++++ DATA SHOWN ++++
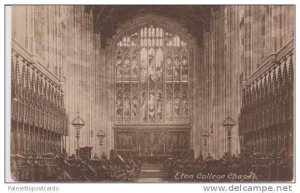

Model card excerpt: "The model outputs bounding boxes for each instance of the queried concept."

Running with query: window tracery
[115,25,189,124]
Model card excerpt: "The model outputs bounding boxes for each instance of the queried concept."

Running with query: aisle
[137,164,165,183]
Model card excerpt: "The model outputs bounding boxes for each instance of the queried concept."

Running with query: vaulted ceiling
[85,5,212,48]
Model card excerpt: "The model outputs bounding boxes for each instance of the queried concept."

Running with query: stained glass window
[114,25,189,124]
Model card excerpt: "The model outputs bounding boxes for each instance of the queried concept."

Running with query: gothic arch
[107,13,198,50]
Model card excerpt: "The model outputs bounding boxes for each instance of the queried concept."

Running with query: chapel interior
[8,5,295,182]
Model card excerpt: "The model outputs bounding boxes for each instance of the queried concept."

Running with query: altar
[114,127,190,163]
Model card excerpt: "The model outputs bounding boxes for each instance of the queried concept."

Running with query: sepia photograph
[5,4,296,183]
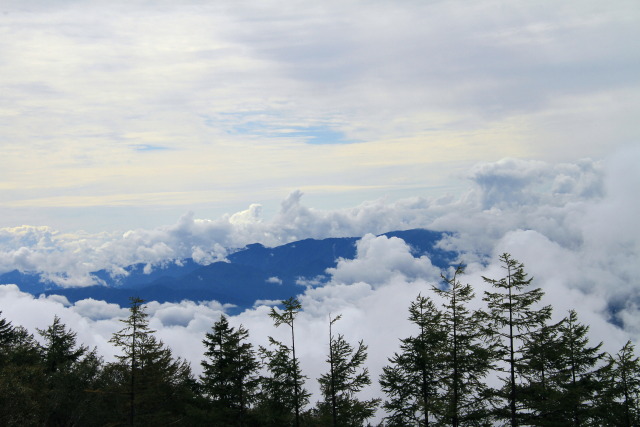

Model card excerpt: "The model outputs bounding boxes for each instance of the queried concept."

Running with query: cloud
[0,147,640,422]
[0,0,640,231]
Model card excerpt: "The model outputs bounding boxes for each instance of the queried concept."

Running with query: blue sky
[0,0,640,232]
[0,0,640,416]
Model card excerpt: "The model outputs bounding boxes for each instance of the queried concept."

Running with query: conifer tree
[200,315,260,426]
[269,297,304,427]
[38,316,88,372]
[38,316,102,425]
[483,253,551,427]
[317,316,379,427]
[556,310,605,427]
[0,311,13,355]
[433,266,495,427]
[601,341,640,427]
[516,322,565,426]
[110,298,194,425]
[380,295,447,427]
[0,322,46,426]
[257,337,311,427]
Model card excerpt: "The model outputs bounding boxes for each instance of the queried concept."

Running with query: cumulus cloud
[0,148,640,422]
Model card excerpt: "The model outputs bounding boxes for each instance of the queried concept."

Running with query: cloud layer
[0,0,640,231]
[0,148,640,422]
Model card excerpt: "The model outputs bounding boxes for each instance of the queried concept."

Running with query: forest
[0,253,640,427]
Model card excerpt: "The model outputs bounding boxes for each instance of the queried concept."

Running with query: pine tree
[38,316,102,425]
[380,295,447,427]
[318,316,379,427]
[200,315,260,425]
[257,337,311,427]
[556,310,605,427]
[110,298,194,425]
[0,322,46,426]
[38,316,88,372]
[483,253,551,427]
[0,311,13,355]
[516,322,565,427]
[600,341,640,427]
[433,266,495,427]
[269,297,303,427]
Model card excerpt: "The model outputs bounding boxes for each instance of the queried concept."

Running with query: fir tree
[200,315,260,425]
[38,316,102,425]
[556,310,605,427]
[516,322,565,426]
[483,253,551,427]
[110,298,194,425]
[269,297,303,427]
[318,316,379,427]
[601,341,640,427]
[433,266,495,427]
[380,295,447,427]
[257,337,311,427]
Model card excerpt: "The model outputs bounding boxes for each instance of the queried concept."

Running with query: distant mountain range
[0,229,457,310]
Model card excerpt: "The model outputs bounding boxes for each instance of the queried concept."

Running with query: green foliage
[269,297,304,427]
[433,266,496,426]
[108,298,195,425]
[0,254,640,427]
[598,341,640,426]
[380,295,447,426]
[257,337,310,427]
[317,316,379,426]
[200,316,260,426]
[483,253,551,427]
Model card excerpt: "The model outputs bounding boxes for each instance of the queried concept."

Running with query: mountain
[0,229,456,310]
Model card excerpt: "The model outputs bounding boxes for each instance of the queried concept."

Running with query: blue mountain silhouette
[0,229,457,311]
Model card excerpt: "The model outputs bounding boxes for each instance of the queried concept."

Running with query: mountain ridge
[0,229,457,309]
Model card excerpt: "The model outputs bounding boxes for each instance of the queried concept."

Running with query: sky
[0,0,640,422]
[0,0,640,232]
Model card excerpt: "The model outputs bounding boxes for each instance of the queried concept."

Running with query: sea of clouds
[0,147,640,414]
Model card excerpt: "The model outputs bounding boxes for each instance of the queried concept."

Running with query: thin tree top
[269,297,302,327]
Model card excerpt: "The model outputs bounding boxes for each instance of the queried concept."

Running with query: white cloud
[0,148,640,422]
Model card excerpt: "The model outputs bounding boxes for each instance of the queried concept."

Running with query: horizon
[0,0,640,422]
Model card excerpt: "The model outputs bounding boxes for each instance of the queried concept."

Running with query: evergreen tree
[269,297,304,427]
[516,322,566,427]
[0,321,46,426]
[0,311,13,350]
[380,295,447,427]
[317,316,379,427]
[38,316,88,373]
[38,316,102,426]
[483,253,551,427]
[433,266,495,427]
[556,310,605,427]
[200,315,260,425]
[257,337,311,427]
[111,298,195,425]
[599,341,640,427]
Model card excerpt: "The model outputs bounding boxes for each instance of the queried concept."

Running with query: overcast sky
[0,0,640,232]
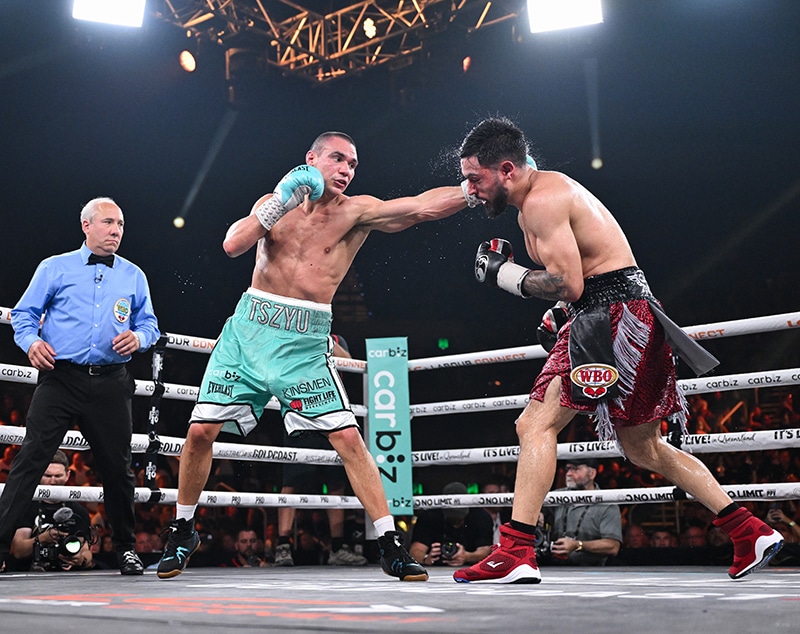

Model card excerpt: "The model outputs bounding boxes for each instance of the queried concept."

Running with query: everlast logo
[248,297,311,333]
[206,381,233,398]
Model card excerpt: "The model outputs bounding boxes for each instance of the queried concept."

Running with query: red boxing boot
[713,507,783,579]
[453,523,542,583]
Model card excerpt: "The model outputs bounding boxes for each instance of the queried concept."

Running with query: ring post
[144,335,167,503]
[364,337,414,525]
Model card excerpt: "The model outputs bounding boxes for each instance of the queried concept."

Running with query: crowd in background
[0,384,800,566]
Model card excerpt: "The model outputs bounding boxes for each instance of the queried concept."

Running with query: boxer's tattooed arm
[522,271,569,302]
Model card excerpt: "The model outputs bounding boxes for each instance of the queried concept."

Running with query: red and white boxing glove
[475,238,530,297]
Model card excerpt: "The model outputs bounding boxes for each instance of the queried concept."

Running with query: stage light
[178,51,197,73]
[72,0,146,27]
[528,0,603,33]
[364,18,378,39]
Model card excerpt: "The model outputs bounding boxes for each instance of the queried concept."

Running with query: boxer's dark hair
[459,117,528,167]
[310,130,356,152]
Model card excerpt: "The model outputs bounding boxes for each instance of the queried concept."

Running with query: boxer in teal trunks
[192,288,358,436]
[157,132,466,581]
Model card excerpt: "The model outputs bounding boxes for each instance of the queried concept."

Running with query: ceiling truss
[156,0,522,82]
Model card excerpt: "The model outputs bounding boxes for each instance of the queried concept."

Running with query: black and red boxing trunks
[531,267,719,440]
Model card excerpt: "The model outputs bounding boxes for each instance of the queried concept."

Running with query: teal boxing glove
[253,165,325,231]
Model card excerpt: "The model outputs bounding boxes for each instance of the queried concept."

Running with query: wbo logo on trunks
[569,363,619,398]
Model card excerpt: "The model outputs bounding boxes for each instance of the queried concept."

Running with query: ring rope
[0,363,800,418]
[15,482,800,510]
[0,307,800,509]
[0,425,800,467]
[0,306,800,373]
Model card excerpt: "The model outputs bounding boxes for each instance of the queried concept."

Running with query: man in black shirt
[409,482,493,567]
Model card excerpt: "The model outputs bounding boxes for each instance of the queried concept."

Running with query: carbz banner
[365,337,414,515]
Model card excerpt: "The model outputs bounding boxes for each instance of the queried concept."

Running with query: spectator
[650,529,678,548]
[409,482,493,567]
[223,528,267,568]
[548,458,622,566]
[622,524,650,548]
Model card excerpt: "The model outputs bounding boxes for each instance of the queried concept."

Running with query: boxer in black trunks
[453,118,783,583]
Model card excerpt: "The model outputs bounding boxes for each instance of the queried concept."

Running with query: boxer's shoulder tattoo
[522,271,567,302]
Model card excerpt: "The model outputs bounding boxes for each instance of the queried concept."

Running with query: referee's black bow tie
[89,253,114,269]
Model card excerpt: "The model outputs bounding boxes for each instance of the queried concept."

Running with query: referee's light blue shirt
[11,242,161,365]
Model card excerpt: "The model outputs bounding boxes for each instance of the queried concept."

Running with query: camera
[31,507,85,572]
[442,542,458,559]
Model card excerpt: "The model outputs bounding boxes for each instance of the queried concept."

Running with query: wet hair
[459,117,528,167]
[81,196,117,223]
[50,449,69,471]
[309,130,356,153]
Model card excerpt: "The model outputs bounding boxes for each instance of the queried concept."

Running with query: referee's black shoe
[378,531,428,581]
[117,550,144,575]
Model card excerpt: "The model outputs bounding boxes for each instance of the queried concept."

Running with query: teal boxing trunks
[191,288,358,436]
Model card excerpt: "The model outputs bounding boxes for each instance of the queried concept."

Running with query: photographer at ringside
[9,450,94,572]
[408,482,493,567]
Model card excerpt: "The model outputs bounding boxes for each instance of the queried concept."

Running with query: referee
[0,198,160,575]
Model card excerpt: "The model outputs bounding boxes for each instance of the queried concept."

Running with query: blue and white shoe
[157,519,200,579]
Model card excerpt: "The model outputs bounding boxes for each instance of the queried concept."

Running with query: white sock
[373,515,395,537]
[175,504,197,520]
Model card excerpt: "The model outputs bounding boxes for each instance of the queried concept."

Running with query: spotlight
[528,0,603,33]
[364,18,378,39]
[72,0,146,27]
[178,50,197,73]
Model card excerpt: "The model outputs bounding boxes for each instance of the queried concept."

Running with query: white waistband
[247,286,332,313]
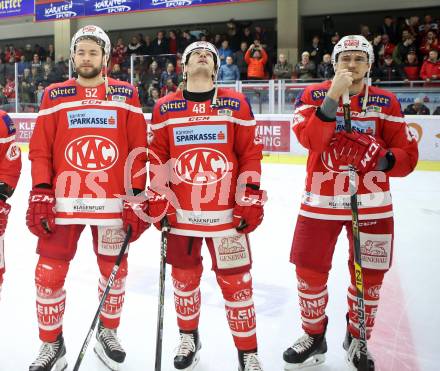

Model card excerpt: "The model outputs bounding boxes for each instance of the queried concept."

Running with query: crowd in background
[0,14,440,112]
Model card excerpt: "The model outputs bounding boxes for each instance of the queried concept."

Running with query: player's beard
[76,67,101,79]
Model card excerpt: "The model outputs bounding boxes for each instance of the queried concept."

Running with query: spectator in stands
[160,62,178,88]
[0,84,9,105]
[403,49,420,81]
[3,77,15,101]
[419,14,438,35]
[5,45,21,62]
[420,49,440,82]
[234,41,248,80]
[317,53,335,80]
[295,52,316,80]
[393,30,415,65]
[17,55,31,76]
[419,31,440,57]
[46,44,55,62]
[378,15,399,43]
[111,37,128,65]
[373,34,396,65]
[109,63,128,81]
[151,31,170,56]
[244,44,267,80]
[141,35,153,55]
[305,35,324,66]
[31,53,43,72]
[35,82,44,107]
[5,56,15,80]
[273,53,293,80]
[160,77,177,97]
[325,32,340,54]
[145,88,160,112]
[374,54,406,82]
[403,98,430,115]
[405,15,420,39]
[179,30,195,53]
[168,30,180,54]
[54,55,69,81]
[141,61,161,89]
[360,24,373,41]
[226,22,241,53]
[218,40,234,65]
[127,36,142,58]
[217,55,240,81]
[241,27,255,49]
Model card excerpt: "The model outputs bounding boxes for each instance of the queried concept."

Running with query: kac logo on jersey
[159,100,188,115]
[67,109,118,129]
[174,147,230,185]
[49,86,76,100]
[64,135,119,172]
[216,97,240,111]
[173,125,227,146]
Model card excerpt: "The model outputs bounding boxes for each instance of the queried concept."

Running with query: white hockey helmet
[332,35,374,66]
[181,41,220,80]
[70,25,111,65]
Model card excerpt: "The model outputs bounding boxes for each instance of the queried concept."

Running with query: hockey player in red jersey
[0,110,21,295]
[149,42,266,371]
[26,26,148,371]
[283,35,418,370]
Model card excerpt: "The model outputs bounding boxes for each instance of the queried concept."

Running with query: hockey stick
[73,225,131,371]
[154,217,170,371]
[342,90,368,371]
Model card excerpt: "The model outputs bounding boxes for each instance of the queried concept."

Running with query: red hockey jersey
[149,89,263,237]
[293,81,418,220]
[29,79,147,225]
[0,110,21,188]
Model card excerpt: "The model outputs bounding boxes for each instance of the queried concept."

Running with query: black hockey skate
[283,322,327,370]
[238,349,263,371]
[93,321,126,371]
[29,334,67,371]
[342,328,374,371]
[174,330,202,371]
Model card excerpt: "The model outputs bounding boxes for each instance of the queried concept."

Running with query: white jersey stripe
[299,209,393,220]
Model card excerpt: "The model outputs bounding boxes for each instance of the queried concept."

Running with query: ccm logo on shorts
[360,232,392,270]
[212,234,251,269]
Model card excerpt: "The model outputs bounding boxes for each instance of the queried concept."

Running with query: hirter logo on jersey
[67,109,118,129]
[49,86,76,100]
[65,135,119,172]
[173,125,227,146]
[174,148,230,185]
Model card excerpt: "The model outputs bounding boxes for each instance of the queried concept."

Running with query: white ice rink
[0,161,440,371]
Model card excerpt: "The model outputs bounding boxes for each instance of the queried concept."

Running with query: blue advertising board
[0,0,34,18]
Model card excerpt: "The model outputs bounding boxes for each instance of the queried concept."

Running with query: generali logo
[65,135,119,172]
[174,148,229,185]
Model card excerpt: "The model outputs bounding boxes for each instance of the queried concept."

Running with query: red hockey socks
[296,267,328,335]
[217,272,257,351]
[98,255,128,329]
[171,264,203,331]
[35,256,69,343]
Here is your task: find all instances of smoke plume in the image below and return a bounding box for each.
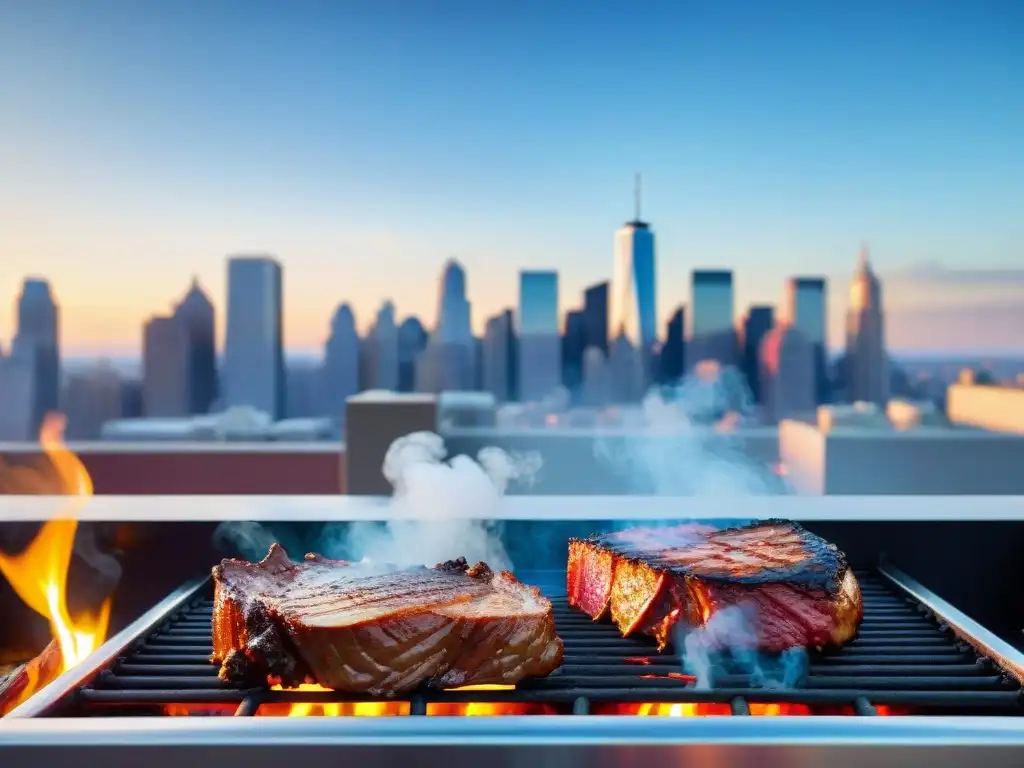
++++
### PROBLEM DESCRIPTION
Please collect each line of the listing above that contains the word "white" and copy those lines out in full.

### RESPONSE BELOW
Running with query: white cloud
Running with query: red and white boxing glove
Running with query: blue and white shoe
Running with query: white sock
Running with query: white waistband
Running with query: white hockey helmet
Running with query: white jersey stripe
Running with query: white ice rink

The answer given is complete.